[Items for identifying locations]
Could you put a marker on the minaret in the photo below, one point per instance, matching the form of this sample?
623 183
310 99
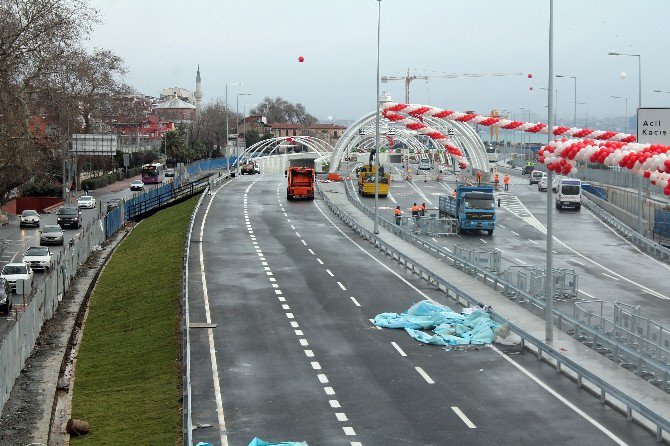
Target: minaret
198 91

* * *

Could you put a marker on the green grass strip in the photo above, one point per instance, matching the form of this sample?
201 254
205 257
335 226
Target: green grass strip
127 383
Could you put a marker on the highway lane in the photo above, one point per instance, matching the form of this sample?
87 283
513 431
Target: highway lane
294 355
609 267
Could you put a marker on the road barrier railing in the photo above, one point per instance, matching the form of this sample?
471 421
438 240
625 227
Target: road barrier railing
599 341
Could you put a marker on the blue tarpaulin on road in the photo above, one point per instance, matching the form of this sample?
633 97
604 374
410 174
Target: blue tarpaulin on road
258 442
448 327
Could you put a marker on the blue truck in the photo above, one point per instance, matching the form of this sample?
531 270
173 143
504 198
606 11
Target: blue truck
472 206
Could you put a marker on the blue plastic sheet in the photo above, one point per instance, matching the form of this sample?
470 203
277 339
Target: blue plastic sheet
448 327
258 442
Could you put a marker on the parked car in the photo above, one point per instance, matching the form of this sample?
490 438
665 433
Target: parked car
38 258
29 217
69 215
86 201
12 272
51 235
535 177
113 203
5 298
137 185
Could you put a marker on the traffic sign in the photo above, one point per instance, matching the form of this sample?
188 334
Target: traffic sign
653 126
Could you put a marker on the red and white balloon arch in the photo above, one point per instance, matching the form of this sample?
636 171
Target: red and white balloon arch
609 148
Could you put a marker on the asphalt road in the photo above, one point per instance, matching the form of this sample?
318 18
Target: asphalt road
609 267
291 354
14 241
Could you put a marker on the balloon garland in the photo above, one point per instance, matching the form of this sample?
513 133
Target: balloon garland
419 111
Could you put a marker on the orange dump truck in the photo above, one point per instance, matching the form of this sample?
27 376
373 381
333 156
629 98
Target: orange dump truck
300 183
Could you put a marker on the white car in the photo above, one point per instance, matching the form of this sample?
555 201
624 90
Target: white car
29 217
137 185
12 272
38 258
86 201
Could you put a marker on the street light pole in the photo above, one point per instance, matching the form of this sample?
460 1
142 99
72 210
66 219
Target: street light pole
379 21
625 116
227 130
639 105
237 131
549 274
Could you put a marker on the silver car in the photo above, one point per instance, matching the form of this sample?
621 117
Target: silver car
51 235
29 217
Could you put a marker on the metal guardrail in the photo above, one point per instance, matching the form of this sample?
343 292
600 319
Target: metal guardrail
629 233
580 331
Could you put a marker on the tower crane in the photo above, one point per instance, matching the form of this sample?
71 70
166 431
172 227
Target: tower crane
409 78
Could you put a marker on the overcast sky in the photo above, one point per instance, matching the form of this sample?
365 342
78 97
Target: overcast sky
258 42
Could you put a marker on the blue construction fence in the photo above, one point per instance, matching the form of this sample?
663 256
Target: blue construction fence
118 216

==

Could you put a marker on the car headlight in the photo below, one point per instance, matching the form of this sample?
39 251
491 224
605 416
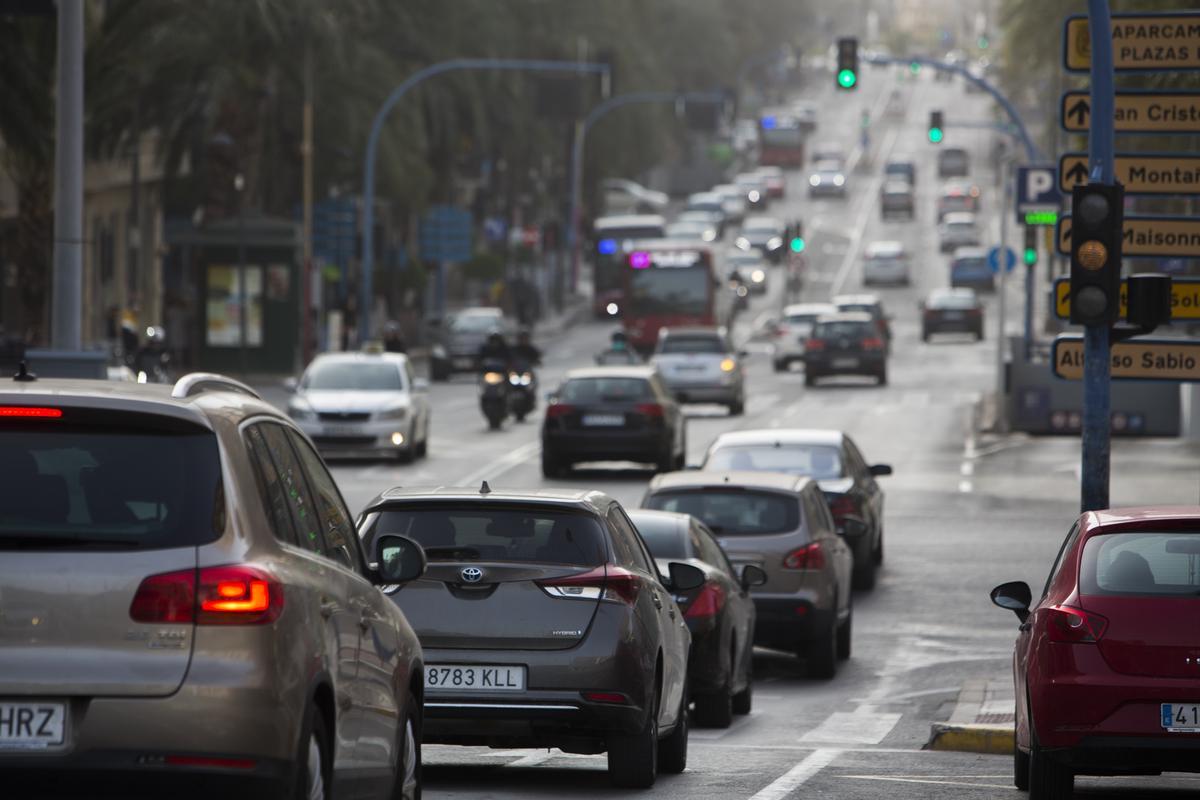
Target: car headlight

◆ Problem to solve ◆
How many lines in the rows above contain the string "blue"? Case counts, so uppercase and lowercase letters are not interchangeable; reply with the number alone.

◆ Output of the task ◆
8